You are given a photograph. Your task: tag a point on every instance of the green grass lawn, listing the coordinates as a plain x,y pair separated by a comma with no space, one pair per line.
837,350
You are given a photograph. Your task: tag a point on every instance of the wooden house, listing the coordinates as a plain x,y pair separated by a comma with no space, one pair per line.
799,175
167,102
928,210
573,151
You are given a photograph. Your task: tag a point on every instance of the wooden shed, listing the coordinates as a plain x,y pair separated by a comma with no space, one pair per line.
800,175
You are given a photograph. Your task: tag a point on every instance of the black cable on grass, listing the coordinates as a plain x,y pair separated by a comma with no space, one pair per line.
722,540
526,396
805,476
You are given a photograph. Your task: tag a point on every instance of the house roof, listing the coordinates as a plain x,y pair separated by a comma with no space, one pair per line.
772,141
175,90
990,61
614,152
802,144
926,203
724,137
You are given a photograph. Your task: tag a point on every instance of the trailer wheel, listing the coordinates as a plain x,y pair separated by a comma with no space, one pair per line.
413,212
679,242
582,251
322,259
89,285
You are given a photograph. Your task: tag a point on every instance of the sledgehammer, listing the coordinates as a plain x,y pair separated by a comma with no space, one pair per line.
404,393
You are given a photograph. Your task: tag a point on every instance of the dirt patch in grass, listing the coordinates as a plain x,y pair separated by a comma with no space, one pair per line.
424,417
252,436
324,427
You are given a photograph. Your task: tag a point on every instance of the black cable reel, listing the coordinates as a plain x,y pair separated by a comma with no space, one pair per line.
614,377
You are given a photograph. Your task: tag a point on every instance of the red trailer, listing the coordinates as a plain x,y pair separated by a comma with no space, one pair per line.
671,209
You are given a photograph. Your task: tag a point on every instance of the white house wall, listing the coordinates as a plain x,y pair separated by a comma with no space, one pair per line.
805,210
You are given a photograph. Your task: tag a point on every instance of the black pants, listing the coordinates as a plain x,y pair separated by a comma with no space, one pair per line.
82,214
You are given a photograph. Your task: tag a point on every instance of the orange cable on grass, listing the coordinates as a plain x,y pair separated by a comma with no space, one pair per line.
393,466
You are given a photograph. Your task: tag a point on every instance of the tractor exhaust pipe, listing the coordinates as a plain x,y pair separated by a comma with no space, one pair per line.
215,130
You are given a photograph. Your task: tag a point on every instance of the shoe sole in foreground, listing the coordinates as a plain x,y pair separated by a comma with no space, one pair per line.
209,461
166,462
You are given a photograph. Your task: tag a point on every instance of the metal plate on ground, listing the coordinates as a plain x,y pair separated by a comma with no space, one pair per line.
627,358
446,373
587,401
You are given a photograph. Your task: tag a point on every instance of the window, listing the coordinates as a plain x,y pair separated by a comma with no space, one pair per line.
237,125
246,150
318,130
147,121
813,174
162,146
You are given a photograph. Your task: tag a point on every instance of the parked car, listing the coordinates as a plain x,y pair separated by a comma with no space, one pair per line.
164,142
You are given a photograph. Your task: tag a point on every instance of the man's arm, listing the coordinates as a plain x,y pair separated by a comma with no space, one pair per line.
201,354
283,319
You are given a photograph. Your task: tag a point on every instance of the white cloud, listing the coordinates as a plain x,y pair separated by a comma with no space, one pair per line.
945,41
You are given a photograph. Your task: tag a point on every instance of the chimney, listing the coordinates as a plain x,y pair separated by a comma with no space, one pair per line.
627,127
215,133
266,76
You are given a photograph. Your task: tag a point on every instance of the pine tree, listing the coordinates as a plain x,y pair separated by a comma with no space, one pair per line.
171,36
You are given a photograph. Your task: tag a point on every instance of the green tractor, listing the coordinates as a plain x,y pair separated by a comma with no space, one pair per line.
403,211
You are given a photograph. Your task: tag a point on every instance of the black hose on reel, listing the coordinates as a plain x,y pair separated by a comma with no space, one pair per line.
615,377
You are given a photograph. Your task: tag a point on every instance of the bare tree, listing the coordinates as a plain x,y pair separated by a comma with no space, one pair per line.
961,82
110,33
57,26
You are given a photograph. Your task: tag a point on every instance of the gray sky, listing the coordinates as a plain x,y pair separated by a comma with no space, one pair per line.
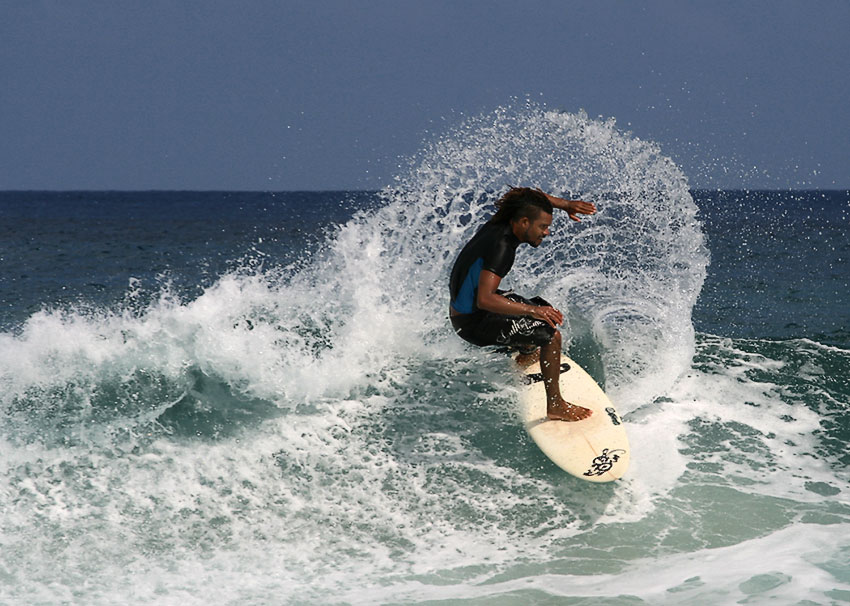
285,95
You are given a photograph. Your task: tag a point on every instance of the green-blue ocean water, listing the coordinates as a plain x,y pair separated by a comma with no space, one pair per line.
255,398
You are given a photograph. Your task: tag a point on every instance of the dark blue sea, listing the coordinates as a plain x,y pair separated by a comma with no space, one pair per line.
256,398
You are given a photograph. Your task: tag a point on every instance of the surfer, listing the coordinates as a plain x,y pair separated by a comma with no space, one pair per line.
484,315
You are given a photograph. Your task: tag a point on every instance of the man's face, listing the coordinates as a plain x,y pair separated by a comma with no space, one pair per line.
537,229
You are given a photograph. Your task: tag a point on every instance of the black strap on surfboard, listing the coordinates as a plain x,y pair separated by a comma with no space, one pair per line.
538,376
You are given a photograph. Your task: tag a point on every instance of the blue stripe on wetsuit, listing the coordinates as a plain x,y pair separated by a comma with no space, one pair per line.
465,301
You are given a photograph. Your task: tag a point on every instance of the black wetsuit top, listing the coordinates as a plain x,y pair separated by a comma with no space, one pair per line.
493,248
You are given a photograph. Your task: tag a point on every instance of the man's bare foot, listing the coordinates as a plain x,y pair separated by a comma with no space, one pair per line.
526,360
561,410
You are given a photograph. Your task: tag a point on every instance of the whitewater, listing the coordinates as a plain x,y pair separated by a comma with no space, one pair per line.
301,426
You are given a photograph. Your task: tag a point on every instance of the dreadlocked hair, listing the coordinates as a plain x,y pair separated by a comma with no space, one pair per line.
521,202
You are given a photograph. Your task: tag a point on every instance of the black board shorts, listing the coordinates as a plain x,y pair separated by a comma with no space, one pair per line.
514,333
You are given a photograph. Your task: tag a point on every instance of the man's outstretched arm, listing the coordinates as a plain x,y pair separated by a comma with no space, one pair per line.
573,207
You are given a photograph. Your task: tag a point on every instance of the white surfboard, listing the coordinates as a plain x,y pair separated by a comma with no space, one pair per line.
595,449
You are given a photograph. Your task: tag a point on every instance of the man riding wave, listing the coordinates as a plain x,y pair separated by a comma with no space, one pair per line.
484,315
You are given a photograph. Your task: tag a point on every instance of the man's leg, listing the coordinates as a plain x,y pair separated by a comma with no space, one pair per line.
557,408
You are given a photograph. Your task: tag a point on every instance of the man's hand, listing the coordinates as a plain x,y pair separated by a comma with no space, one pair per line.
574,208
550,315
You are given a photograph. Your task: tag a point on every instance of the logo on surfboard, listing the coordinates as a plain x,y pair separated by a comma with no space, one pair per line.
612,414
604,462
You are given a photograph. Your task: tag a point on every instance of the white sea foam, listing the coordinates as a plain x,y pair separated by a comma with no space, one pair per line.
318,434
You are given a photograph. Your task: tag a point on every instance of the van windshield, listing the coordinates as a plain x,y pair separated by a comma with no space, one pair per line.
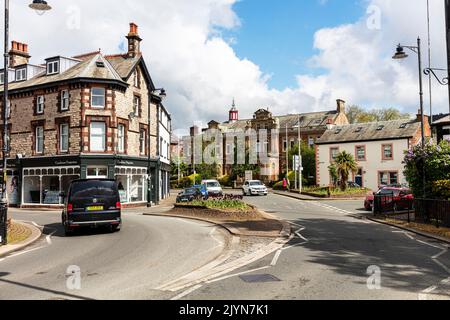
213,185
93,188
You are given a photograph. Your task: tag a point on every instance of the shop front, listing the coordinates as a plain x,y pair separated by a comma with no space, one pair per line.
38,182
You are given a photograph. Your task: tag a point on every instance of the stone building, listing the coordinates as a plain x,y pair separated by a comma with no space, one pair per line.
312,126
87,116
378,148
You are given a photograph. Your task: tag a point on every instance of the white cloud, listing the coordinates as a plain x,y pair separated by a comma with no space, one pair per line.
187,55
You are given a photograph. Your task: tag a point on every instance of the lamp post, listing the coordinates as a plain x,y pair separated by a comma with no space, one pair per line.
39,6
447,32
400,54
162,95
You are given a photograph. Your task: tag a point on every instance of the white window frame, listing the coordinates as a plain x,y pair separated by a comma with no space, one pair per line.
142,141
98,95
65,100
121,138
39,132
40,104
137,105
92,148
64,137
53,67
21,74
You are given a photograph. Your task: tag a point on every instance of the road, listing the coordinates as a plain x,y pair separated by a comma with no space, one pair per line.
330,257
147,253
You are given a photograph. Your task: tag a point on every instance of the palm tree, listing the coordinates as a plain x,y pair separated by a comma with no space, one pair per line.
345,164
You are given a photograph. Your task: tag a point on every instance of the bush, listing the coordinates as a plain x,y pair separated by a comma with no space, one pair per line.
278,186
225,181
441,189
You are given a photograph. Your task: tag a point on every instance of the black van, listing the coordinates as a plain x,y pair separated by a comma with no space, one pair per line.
92,203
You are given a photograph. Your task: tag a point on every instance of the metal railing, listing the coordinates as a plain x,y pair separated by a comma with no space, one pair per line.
428,211
3,224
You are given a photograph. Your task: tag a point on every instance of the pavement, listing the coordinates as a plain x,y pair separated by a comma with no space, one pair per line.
34,236
334,255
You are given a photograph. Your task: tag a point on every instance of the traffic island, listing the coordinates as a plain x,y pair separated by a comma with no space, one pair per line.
237,217
20,236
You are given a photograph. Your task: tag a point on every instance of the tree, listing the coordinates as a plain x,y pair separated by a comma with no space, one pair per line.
333,174
434,161
308,162
356,114
345,164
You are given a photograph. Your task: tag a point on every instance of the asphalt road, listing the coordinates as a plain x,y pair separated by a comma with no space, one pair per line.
146,253
330,257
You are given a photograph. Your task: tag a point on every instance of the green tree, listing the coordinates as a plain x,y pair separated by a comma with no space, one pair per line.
434,161
308,162
345,164
333,174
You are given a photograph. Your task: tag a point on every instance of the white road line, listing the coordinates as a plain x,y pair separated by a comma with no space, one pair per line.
187,292
237,274
275,258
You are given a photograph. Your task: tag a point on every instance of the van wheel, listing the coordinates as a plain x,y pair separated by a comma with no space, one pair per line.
68,232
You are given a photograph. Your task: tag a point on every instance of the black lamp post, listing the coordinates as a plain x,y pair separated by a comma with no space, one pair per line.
400,54
162,95
40,6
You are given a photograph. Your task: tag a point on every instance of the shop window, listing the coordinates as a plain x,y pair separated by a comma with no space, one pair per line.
32,190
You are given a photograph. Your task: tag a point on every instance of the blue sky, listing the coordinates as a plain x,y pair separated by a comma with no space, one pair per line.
279,36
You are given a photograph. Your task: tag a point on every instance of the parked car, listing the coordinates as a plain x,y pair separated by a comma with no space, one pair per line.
189,195
202,189
92,203
395,198
254,187
214,188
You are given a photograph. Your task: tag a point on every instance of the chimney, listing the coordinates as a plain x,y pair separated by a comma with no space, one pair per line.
18,54
234,113
134,41
330,124
340,106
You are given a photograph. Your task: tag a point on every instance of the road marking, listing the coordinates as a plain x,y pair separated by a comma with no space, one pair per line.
275,258
236,275
185,293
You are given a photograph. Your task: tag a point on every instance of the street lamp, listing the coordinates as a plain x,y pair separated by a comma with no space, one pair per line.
40,6
400,54
161,93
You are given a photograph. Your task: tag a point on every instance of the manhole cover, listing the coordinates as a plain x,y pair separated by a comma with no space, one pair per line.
259,278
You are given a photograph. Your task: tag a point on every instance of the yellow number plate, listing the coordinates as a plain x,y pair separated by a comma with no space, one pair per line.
98,208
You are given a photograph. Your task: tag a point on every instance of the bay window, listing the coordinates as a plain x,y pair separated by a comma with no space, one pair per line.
97,137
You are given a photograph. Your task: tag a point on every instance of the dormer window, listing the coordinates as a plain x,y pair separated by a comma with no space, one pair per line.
21,74
52,67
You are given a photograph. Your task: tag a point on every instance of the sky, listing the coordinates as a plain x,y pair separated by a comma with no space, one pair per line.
289,56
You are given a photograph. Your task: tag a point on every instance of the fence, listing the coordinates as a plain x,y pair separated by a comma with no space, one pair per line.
428,211
3,224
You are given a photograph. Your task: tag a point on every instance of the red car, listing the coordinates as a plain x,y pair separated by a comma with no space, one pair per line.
402,198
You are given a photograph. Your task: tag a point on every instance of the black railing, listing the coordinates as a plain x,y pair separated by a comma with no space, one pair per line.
428,211
3,224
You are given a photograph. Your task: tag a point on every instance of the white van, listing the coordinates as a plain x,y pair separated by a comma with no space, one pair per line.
214,188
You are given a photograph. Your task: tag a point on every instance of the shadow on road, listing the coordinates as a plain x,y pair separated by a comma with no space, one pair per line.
350,248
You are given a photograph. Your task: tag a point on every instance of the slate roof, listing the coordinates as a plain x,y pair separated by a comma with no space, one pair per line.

__Task brief__. Extract exactly the lines between the line containing "black railing, listing" and the end of the data, including both.

__Finished task__.
You are given a photograph. Your task: tag a point on every instance of the black railing, listing the coordinates as a plain x,y pair separated by a comma with no space, one pair per line.
428,211
3,224
You are given a photograph. Your task: tag a point on every instance of the white van, listing the coordinates as a plain x,y pair separated by a comma with no space, one pair per line.
214,188
You are given a photograph. Your task: tag a point on every instance of the shadow on road, listing the coordinates as a plain x,y pair separated by a comma with no space, one pair per line.
350,248
You are given a photograph. Your task: tag a point on every instance of the slate roof, listing the coordinates as a plain x,y pair separated by a comma with no space, one pair per line.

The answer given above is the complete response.